SOURCE MATERIAL: Begin
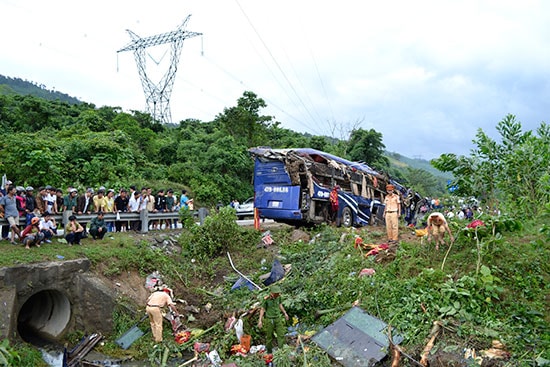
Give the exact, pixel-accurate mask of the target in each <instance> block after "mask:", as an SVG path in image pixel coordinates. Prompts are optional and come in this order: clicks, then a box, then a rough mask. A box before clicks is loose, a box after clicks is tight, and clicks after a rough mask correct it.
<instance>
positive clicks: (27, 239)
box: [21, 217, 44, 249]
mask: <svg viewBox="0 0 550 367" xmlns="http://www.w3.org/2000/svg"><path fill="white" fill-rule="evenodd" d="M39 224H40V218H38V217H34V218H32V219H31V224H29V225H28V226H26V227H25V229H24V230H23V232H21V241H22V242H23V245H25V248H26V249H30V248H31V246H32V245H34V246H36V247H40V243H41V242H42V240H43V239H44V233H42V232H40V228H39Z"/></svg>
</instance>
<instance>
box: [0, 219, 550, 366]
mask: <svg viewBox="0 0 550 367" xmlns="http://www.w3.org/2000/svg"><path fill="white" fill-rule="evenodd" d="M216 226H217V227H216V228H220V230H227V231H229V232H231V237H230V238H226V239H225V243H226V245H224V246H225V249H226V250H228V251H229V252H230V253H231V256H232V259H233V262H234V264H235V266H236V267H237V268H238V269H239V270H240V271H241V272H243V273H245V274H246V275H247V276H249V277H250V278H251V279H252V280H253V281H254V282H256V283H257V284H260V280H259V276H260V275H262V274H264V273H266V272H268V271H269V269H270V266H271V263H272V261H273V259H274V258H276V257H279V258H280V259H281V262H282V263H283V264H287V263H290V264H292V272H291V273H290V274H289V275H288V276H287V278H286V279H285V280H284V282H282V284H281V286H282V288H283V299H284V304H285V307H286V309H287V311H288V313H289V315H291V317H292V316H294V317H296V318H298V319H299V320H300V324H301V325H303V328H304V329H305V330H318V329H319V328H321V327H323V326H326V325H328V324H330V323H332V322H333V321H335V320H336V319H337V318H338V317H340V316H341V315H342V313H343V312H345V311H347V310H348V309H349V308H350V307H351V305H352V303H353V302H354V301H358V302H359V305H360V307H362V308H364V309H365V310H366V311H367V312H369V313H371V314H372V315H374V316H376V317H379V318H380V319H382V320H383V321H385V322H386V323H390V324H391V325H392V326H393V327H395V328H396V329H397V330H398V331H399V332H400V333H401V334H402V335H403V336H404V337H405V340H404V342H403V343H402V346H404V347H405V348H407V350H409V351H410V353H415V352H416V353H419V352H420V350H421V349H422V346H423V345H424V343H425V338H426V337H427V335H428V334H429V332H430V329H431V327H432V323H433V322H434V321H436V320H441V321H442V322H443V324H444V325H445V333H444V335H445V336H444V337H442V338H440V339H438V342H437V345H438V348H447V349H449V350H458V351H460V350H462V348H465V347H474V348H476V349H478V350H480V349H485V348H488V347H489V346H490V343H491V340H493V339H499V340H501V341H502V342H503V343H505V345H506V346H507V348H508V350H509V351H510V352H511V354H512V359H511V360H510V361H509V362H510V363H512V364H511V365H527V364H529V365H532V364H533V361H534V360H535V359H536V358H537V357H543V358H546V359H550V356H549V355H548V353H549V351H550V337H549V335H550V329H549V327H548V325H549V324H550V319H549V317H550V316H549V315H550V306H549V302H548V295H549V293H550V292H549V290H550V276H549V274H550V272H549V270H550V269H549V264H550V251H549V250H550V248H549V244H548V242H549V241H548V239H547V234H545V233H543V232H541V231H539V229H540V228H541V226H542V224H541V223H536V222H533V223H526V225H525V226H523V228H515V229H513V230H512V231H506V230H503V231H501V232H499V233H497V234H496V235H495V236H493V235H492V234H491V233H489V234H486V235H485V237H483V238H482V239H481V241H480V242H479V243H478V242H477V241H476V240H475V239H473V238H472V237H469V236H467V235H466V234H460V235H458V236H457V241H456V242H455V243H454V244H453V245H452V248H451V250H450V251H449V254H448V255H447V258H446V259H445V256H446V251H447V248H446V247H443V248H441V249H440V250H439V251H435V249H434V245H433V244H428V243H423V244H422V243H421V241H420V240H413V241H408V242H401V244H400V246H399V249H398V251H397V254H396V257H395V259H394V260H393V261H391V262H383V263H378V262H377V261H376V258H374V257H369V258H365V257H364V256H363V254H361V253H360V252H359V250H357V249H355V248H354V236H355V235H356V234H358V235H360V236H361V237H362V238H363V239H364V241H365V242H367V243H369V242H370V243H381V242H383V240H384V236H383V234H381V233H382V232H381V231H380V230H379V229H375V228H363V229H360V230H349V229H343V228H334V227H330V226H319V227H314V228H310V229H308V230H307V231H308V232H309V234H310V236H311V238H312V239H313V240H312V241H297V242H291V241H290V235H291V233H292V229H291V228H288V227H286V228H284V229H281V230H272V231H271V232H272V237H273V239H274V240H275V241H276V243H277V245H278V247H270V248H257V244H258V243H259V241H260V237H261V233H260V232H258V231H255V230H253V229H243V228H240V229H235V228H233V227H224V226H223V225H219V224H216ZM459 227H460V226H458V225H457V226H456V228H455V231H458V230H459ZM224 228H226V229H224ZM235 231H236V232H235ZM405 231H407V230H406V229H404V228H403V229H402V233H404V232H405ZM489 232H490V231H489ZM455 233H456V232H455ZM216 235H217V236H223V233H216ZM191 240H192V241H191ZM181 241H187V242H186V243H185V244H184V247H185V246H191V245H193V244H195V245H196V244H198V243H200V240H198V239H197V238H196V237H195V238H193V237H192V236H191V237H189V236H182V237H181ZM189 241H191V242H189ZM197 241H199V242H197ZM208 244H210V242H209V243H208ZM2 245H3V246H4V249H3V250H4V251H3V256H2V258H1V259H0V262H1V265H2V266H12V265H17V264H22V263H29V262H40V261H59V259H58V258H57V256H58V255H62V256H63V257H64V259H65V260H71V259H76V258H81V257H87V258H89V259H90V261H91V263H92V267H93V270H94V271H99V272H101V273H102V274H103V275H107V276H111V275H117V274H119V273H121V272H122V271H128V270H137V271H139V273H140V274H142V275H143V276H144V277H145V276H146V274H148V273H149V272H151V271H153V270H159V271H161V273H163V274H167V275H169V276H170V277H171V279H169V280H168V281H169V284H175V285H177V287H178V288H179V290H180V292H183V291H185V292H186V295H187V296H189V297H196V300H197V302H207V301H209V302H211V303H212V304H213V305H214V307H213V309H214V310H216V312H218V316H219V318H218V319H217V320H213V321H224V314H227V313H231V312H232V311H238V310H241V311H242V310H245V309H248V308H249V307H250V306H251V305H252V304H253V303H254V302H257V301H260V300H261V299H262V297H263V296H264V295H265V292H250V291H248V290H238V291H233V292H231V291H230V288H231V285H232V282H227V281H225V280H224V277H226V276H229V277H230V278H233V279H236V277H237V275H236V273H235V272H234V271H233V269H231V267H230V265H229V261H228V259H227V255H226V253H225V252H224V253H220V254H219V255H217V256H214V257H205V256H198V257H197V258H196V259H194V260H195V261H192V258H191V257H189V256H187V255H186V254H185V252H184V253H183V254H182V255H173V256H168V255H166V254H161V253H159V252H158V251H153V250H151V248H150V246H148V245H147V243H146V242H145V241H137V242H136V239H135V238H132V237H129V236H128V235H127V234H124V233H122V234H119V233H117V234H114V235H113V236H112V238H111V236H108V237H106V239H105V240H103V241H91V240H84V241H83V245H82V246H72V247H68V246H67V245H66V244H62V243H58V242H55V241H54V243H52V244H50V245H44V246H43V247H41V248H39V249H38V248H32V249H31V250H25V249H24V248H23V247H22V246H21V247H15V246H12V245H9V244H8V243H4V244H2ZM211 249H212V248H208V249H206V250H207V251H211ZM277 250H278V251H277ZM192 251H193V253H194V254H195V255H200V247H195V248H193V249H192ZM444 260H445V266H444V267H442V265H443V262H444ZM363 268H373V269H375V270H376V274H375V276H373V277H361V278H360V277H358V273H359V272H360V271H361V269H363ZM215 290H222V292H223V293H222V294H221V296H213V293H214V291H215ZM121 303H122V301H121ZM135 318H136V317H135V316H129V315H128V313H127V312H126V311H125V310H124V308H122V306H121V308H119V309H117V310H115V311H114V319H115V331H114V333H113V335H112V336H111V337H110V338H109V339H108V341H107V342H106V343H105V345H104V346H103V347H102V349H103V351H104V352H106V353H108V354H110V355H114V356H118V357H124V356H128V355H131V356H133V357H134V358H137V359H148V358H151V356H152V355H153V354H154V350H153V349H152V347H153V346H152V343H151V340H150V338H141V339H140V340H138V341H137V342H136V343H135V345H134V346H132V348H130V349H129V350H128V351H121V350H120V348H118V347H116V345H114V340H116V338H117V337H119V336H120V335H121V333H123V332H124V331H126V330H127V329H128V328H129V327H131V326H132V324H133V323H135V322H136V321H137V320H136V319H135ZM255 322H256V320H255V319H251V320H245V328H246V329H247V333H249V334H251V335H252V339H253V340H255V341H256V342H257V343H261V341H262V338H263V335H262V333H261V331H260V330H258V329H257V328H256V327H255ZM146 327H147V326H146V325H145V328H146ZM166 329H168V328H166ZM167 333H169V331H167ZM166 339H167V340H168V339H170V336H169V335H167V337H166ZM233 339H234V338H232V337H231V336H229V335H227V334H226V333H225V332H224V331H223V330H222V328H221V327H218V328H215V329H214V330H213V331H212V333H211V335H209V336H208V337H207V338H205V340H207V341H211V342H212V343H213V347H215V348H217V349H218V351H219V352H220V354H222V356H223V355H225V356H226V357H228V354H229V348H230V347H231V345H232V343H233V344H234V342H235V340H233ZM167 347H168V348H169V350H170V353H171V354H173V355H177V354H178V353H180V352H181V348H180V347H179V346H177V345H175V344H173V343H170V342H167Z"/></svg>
SOURCE MATERIAL: End
**TASK ITEM:** In the material above, find each line that contains the word "clicks", and select it.

**SOLUTION TO THE PROBLEM:**
Give the exact, pixel-accurate mask of the target in each <instance> block after "mask:", as an SVG path in image pixel coordinates. Prompts are optional and come in this order: clicks, then a box, then a rough mask. A box before clicks is loose, a box after clicks is tight, and clicks after a rough mask correct it.
positive clicks: (27, 239)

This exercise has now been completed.